[Problem to work on] Filter the listing below, keeping every line that contains the word "laptop" and copying each such line in full. Treat the match as case-sensitive.

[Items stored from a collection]
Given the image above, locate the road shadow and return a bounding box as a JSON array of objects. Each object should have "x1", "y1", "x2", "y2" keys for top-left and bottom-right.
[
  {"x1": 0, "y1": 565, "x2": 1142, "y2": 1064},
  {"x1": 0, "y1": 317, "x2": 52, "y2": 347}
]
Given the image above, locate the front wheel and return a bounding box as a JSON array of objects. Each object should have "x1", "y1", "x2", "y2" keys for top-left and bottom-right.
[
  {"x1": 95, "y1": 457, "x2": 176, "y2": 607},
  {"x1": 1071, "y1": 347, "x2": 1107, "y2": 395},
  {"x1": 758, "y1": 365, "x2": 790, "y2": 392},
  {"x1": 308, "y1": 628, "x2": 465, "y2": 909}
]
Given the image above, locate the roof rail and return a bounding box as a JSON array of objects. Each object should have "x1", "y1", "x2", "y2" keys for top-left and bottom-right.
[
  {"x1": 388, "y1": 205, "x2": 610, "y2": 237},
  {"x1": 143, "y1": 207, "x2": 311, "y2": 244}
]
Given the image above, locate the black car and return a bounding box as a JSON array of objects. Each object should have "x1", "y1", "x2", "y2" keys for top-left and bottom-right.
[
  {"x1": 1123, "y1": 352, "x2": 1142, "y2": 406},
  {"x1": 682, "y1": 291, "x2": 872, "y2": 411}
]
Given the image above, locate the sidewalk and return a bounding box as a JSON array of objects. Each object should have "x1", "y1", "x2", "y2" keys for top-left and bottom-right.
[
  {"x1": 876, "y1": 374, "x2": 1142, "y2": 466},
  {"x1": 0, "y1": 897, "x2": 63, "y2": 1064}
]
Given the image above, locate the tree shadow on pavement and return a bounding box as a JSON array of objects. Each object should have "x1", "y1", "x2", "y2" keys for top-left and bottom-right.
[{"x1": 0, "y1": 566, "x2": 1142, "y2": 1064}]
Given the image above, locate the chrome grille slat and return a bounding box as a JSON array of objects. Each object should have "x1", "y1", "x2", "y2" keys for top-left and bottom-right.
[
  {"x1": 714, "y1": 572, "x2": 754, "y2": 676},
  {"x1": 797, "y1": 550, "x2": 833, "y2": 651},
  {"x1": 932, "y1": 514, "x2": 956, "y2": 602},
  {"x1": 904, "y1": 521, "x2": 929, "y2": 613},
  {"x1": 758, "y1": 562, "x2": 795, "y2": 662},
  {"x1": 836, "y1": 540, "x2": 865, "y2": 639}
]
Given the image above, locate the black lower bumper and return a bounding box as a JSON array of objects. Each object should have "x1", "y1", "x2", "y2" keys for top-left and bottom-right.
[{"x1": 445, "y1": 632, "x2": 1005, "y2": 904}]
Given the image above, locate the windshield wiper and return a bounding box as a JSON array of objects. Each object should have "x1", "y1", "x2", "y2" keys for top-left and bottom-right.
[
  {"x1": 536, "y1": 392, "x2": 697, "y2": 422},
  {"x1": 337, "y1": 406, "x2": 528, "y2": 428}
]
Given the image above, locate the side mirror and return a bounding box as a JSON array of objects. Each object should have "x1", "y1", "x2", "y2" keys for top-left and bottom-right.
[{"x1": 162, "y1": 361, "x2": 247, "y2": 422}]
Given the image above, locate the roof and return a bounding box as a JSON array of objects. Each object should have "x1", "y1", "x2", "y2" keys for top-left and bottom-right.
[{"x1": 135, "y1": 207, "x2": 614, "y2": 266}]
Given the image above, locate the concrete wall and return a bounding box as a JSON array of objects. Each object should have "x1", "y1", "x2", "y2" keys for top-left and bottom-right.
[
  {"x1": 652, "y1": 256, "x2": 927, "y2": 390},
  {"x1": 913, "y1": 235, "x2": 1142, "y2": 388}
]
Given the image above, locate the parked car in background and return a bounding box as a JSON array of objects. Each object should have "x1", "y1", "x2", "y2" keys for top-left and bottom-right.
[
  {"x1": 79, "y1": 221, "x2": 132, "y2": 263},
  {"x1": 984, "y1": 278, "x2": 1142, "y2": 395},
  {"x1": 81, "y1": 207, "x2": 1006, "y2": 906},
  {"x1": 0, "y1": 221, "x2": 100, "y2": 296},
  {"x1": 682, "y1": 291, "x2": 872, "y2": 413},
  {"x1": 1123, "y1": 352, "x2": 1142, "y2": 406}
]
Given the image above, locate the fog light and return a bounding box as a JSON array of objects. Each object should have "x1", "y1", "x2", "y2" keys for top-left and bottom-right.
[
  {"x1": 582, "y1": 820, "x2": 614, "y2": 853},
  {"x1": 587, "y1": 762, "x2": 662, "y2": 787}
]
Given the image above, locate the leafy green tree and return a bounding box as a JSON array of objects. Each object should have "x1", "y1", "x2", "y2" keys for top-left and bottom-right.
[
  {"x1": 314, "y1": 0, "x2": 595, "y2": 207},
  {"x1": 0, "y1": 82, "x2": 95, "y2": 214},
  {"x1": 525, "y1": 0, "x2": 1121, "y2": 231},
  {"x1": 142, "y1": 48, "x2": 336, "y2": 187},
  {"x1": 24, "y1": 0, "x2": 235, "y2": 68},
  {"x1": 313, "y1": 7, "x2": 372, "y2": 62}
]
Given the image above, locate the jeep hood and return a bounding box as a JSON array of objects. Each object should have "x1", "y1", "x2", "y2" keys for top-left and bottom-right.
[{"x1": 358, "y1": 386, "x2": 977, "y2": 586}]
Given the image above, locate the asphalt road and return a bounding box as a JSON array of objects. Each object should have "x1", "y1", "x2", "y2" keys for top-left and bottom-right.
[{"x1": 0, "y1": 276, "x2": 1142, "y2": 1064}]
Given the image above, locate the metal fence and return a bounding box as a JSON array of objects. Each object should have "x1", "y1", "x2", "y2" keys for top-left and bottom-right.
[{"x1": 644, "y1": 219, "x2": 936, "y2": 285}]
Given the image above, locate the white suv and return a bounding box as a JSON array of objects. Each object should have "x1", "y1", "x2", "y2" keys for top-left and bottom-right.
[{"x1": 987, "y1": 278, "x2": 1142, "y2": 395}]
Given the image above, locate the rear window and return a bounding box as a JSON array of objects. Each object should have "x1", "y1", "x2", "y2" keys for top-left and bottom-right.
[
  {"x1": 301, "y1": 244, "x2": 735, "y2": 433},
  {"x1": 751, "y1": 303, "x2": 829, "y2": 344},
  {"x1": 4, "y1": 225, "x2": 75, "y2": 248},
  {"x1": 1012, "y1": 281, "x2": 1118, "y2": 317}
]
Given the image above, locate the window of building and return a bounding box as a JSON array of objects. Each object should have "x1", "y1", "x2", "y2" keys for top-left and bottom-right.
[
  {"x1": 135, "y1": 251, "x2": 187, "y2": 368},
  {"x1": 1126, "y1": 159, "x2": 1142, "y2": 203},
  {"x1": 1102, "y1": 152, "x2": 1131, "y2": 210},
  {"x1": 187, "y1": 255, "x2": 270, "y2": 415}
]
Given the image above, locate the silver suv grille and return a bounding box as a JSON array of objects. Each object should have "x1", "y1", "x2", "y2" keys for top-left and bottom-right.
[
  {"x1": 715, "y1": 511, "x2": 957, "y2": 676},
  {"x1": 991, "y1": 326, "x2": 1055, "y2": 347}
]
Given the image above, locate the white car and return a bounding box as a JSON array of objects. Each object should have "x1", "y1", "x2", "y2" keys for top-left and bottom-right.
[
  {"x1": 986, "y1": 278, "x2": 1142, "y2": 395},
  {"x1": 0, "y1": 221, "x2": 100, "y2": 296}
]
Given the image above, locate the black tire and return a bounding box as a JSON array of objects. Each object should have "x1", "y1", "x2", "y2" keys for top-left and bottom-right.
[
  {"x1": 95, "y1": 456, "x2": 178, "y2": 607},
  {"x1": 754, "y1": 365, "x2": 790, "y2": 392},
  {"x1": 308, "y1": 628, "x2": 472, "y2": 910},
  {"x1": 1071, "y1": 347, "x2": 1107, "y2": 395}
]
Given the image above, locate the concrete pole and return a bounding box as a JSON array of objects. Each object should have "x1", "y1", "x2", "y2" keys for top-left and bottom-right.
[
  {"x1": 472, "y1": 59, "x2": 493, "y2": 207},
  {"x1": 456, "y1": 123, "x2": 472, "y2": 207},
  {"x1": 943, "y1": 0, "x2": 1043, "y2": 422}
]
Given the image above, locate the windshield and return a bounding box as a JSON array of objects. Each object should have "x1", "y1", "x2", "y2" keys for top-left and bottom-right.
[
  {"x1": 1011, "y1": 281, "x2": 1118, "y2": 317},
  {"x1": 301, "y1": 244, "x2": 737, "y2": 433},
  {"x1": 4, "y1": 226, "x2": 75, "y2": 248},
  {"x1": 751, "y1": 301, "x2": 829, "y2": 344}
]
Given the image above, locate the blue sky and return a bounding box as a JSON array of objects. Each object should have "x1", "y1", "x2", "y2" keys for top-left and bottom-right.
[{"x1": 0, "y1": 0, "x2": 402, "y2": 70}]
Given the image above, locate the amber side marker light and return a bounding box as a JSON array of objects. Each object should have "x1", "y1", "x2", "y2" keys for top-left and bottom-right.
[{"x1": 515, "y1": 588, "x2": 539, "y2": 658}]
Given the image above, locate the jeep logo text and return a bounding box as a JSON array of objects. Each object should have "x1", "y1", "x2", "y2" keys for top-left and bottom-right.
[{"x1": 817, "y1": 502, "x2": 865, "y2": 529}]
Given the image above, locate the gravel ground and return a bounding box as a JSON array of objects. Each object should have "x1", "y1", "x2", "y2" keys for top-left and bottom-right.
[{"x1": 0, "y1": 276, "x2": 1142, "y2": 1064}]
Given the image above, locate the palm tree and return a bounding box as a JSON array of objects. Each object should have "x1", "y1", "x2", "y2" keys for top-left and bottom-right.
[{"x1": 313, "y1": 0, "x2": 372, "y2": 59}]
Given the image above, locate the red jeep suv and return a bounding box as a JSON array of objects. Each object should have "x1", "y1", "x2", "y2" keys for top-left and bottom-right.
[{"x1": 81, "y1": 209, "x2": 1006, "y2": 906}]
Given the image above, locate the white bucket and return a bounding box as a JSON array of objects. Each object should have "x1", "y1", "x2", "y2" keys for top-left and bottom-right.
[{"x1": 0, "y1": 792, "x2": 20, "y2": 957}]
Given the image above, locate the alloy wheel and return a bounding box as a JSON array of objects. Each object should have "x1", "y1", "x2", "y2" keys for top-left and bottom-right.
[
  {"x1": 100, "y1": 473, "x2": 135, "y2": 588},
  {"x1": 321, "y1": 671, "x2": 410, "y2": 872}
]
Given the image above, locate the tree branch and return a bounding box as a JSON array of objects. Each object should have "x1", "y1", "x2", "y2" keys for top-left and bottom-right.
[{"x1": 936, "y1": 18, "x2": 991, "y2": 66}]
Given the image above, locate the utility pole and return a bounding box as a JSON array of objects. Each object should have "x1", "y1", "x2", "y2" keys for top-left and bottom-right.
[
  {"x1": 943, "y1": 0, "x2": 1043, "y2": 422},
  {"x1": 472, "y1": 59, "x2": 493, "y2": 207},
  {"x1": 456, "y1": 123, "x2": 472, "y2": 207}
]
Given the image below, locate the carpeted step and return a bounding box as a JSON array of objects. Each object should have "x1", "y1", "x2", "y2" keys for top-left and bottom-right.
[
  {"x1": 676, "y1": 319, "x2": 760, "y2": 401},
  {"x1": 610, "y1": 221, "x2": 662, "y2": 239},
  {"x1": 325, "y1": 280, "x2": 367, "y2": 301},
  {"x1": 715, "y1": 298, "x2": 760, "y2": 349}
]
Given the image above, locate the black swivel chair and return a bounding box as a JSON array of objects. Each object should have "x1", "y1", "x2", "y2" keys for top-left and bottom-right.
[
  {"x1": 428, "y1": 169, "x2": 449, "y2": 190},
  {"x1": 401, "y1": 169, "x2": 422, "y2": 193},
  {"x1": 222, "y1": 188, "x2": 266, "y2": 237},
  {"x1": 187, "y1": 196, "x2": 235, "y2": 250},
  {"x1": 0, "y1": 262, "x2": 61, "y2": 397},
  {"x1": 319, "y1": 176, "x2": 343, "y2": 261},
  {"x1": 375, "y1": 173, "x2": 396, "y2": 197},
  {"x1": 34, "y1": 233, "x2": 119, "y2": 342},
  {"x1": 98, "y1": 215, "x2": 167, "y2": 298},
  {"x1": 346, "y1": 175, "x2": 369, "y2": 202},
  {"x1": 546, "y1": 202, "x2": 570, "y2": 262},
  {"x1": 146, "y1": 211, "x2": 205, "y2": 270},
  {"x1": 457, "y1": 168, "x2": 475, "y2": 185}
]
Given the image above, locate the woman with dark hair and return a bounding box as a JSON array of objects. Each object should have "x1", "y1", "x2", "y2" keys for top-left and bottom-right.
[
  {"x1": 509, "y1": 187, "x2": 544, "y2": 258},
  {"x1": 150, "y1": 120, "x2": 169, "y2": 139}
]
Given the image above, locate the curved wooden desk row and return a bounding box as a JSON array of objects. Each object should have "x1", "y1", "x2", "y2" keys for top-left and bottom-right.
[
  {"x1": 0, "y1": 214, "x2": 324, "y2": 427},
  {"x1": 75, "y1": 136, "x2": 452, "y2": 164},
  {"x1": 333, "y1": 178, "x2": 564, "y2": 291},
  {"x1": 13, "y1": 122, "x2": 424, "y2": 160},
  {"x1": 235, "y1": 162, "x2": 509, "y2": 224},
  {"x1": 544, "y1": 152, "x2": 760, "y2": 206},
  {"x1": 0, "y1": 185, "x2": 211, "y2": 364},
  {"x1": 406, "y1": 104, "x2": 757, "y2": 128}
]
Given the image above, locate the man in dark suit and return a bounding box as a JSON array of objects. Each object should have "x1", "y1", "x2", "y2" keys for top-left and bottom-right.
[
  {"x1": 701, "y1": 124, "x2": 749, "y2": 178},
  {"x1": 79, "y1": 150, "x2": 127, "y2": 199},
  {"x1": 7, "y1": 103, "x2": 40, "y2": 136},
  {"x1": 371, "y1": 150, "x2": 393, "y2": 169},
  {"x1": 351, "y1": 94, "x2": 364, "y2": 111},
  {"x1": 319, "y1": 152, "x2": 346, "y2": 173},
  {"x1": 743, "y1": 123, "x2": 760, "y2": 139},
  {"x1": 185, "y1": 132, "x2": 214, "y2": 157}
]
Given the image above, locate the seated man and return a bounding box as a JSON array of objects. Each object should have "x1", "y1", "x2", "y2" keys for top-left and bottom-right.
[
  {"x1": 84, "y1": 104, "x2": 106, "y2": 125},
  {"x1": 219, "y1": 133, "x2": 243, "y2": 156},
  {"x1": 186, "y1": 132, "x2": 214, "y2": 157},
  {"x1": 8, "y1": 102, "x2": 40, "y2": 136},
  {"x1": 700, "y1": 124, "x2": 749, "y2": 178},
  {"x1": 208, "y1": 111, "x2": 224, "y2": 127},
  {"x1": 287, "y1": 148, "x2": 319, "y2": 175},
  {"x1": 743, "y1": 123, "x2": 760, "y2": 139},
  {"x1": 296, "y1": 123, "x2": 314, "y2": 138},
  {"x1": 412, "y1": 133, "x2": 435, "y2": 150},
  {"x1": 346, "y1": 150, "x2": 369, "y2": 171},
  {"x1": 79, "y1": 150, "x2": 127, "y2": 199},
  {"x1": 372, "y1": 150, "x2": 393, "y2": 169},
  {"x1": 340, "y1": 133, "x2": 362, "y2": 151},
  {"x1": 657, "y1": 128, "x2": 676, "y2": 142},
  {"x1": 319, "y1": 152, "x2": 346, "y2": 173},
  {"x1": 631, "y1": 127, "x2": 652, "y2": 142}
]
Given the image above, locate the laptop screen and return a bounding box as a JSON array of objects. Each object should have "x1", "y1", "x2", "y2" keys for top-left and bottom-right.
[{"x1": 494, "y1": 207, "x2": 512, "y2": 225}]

[Solution to the problem]
Given the image above, locate the laptop screen and return a bounding box as a JSON array of objects. Each object should have "x1", "y1", "x2", "y2" keys for top-left and bottom-right.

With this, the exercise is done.